According to the news article on the Mutare rate increase, by about how much did Mutare City Council raise rates?

**TEXT BLOCK**

-.-.-

- Residents cry foul, call for reconsideration
- Mayor urges ratepayers to look at the upward review of rates with an objective mind
MUTARE – A showdown is looming between Mutare City Council and Mutare residents after the local authority increased rates by almost 500 percent.
Residents groups in Mutare slammed the move by Mutate City Council saying the increments came at a time the majority of residents are feeling the pinch of the COVID-19 induced lockdown.
The United Mutare Residents and Ratepayers Trust (UMRRT) Programmes Director Edison Dube condemned the move by Mutare City Council saying it is a violation of legal provisions governing municipal budgeting.
“We are very concerned with the recent tariff hikes on the basis that it is a product of flawed process. The City of Mutare has once again clandestinely increased tariffs without approval and inspection by residents despite several efforts made by UMMRT to get Council to charge reasonable tariffs during the COVID -19 pandemic,” he said.
“We have appealed to council several times to consider ratepayers during this pandemic. Most citizens are unemployed, nonessential business are closed, informal sector is on lockdown and the COVID-19 pandemic makes their situation worse. Residents and ratepayers are financially crippled and for Mutare City Council to continue milking them when they have objected last budget is unbelievable.”
“We view this as undemocratic and it is evident that the Mutare City Council is going to face a huge resistance from the residents who are already struggling to make ends meet,” said Dube.
Dube said section 288 (2)(a) of the Urban Councils Act 29:15 stipulates that: “When the estimates presented in terms of subsection (1) the council shall ensure that copies of the estimates are forthwith made available for inspection by the public.”
He said this provision gives residents and ratepayers’ powers to object the proposed tariffs for reconsideration.
“Residents have had concerns since last year on proposed charges, but the concerns were not met with the seriousness they deserve. The City Council just went on to hike tariffs ignoring the several objections,” said Dube.
“UMRRT reiterates that any budget or rates increment that is a product of flawed process will definitely impact revenue collection because of lack of buy in by residents. We appeal to City Council to reconsider the tariffs hike because it is not sustainable in this economic environment. We recommend that the City Council strongly takes into consideration the concerns of the residents and revert back to old tariffs,” said Dube.
Mutare Residents and Ratepayers Association (MURA) Programmes Director David Mutambirwa said the “City Fathers are expected to have a human face and take the plight of the citizens before imposing unaffordable and unsustainable rates to the residents and ratepayers.”
“Due to the poor economic climate worsened by the COVID-19 lockdown, most of the companies and the informal sector including residents have not been any productive activities and as such they are not in a position to generate income to pay for the utilities,” he said.
“Our recommendation as an association is to reject the unaffordable rates. We are lobbying and advocating the council to desist from punishing the poor citizens who are already failing to make ends meet,” said Mutambirwa.
The business community has not been spared in the steep hike of fees.
The Small to Medium and Enterprises Chairman for Manicaland Province Moses Magura said the business community in Manicaland were praying that council review their charges downwards.
“We are not happy by the rates that are being charged by council. We engaged Council last December to come up with a workable solution and they promised to come back to us after going through our proposals. We are being affected by COVID-19 inspired lockdown since March 2020 and we are now praying for council to review their rates downwards,” said Magura.
Mutare Mayor Blessing argued that the residents must take the council’s move with an objective mind.
“My encouragement to the members of our community is to take our budget with an objective mind. We have a lot to be done for a smooth flow of service delivery in the city,” he said.
“We have crafted our budget based on the recommendation of the 2017 base. The 2017 bills were around US$24 but now the bills are around US$18 and the maximum might be US$21 in total bills.”
“Water is one of our thorn in flesh because that’s where I think I think our outcry is,” said Tandi.

-.-.-

Saved data entries:
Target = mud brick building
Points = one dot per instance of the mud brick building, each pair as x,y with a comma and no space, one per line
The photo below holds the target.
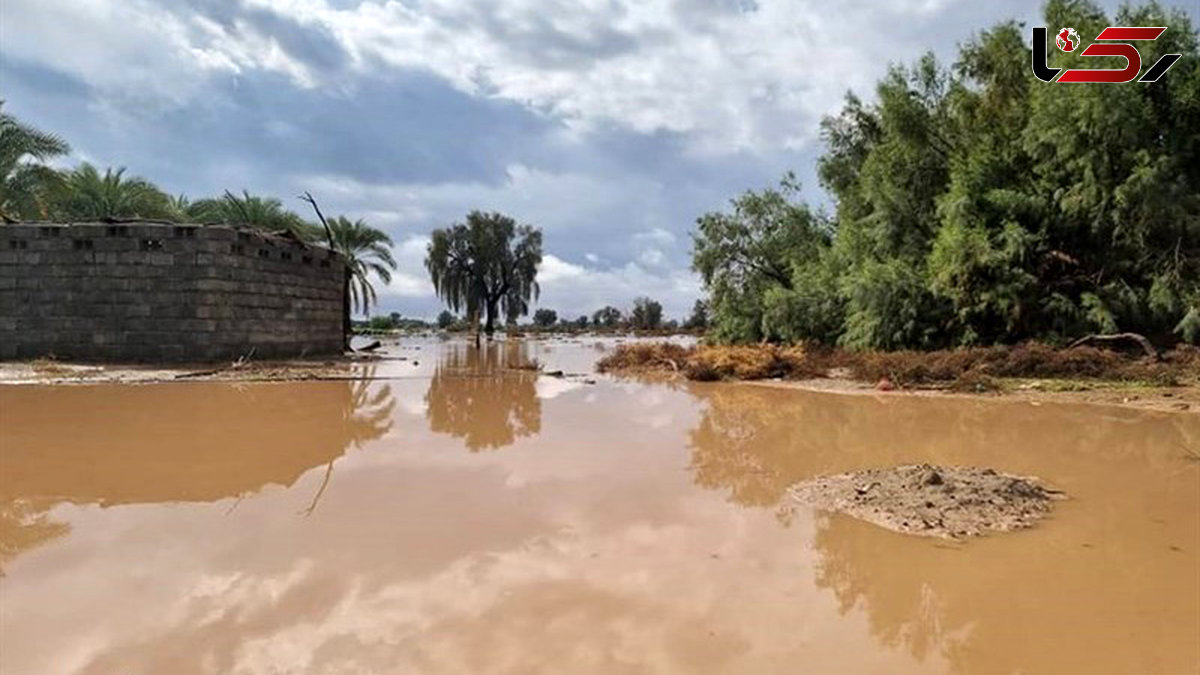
165,292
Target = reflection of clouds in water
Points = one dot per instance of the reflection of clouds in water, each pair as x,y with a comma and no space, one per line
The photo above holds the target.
593,595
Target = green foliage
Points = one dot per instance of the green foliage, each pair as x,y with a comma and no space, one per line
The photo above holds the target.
90,195
545,318
250,210
485,267
745,254
606,317
367,251
699,318
25,181
977,204
647,315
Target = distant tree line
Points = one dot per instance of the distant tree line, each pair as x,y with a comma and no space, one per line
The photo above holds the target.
976,204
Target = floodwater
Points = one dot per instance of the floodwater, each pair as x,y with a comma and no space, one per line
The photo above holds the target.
454,515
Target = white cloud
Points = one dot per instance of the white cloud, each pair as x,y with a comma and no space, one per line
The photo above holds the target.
729,76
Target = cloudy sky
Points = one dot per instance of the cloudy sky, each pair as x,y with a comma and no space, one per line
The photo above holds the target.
611,124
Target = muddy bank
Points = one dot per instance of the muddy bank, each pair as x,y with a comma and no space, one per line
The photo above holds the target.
1030,371
933,501
1183,399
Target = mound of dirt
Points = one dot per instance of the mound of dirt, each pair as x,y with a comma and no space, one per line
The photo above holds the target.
933,501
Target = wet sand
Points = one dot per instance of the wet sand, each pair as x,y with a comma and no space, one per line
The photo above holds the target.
463,515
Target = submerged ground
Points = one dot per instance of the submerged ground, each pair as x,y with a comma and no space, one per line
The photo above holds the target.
459,514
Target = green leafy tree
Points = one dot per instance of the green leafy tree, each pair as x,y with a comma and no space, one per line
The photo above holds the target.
367,252
747,252
699,318
91,195
25,181
606,317
545,318
647,314
976,204
486,267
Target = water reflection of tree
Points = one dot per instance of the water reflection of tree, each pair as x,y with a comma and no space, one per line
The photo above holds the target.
367,417
171,443
485,395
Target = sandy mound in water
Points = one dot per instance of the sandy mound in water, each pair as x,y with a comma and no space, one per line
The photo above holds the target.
931,501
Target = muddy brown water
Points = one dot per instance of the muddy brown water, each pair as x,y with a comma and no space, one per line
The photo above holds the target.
457,517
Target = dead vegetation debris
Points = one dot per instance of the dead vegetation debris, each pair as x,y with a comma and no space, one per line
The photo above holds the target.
975,369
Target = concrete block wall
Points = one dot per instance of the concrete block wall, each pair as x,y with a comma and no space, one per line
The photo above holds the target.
165,292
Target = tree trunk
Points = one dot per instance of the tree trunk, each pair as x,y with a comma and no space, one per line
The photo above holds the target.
490,327
346,311
1121,336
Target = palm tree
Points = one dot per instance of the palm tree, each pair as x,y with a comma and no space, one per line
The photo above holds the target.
25,183
366,251
261,213
90,195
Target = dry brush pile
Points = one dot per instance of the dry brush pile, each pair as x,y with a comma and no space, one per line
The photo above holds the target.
972,369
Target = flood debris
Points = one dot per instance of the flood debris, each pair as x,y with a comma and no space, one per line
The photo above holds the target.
933,501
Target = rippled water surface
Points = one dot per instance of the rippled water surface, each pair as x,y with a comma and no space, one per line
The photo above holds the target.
456,514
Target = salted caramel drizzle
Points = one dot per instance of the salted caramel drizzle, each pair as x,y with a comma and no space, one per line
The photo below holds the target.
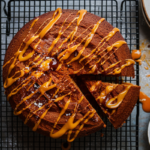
44,65
120,97
145,100
128,63
90,36
109,104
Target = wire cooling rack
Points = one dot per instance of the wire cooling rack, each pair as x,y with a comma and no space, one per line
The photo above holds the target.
14,135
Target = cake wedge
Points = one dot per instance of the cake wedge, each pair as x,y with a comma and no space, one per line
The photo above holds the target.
116,100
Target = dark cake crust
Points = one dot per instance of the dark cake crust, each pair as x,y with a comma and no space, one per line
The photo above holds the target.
34,27
122,112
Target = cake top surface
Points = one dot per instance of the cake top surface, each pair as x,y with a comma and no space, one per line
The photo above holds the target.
45,52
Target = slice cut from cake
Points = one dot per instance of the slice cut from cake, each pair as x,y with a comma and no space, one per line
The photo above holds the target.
116,100
52,104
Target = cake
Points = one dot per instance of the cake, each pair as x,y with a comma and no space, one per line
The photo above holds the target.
42,57
116,100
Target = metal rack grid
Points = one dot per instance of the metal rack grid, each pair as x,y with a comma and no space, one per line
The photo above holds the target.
13,133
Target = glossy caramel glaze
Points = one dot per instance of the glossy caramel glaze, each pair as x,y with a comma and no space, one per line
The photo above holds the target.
116,100
48,50
145,100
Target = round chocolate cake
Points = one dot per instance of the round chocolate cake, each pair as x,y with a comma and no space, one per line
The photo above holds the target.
42,57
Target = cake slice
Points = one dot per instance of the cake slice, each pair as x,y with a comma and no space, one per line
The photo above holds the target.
116,100
52,104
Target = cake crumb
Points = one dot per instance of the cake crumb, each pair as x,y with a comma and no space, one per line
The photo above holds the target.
38,104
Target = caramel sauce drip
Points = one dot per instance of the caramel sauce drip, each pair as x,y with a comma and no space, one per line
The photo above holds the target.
120,97
51,63
103,95
118,70
136,54
145,100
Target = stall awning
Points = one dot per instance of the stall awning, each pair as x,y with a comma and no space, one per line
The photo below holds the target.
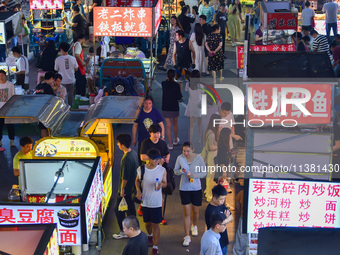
46,109
115,109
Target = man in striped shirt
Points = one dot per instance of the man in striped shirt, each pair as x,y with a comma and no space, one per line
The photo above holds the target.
320,43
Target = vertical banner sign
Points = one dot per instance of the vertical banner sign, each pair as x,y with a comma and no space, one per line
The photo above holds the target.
123,21
263,48
158,15
287,203
319,104
280,21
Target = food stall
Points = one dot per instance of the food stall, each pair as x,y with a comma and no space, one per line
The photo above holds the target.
135,22
66,192
74,134
10,26
39,239
48,22
278,21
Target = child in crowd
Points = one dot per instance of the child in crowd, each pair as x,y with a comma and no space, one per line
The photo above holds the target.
217,205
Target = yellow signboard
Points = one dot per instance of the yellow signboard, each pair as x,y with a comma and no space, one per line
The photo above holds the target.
65,148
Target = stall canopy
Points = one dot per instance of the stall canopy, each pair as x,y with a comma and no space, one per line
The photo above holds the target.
46,109
56,115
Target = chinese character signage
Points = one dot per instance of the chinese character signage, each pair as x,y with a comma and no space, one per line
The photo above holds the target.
286,203
66,217
263,48
65,148
93,200
123,21
46,4
158,15
280,21
300,103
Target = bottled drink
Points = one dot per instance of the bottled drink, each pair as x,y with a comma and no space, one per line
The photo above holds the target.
14,194
157,183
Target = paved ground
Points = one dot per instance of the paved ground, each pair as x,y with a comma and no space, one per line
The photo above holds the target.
172,234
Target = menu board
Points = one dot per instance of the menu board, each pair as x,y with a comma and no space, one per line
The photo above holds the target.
287,203
66,217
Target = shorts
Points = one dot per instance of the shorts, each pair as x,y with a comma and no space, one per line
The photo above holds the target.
191,197
153,215
170,114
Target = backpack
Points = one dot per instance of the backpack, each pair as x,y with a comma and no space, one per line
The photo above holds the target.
170,178
134,190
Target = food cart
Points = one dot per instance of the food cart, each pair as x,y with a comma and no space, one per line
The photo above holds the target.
66,192
40,239
135,22
74,134
48,22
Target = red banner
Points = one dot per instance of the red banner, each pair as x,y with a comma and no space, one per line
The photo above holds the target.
123,21
282,21
319,104
273,47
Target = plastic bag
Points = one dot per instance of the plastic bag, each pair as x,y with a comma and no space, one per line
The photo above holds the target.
122,205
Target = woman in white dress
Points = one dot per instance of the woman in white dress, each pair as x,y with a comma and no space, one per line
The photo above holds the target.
198,39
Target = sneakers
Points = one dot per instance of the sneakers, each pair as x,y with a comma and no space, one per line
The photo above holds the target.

-.-.-

**ANSWER SPACE**
By almost 500 percent.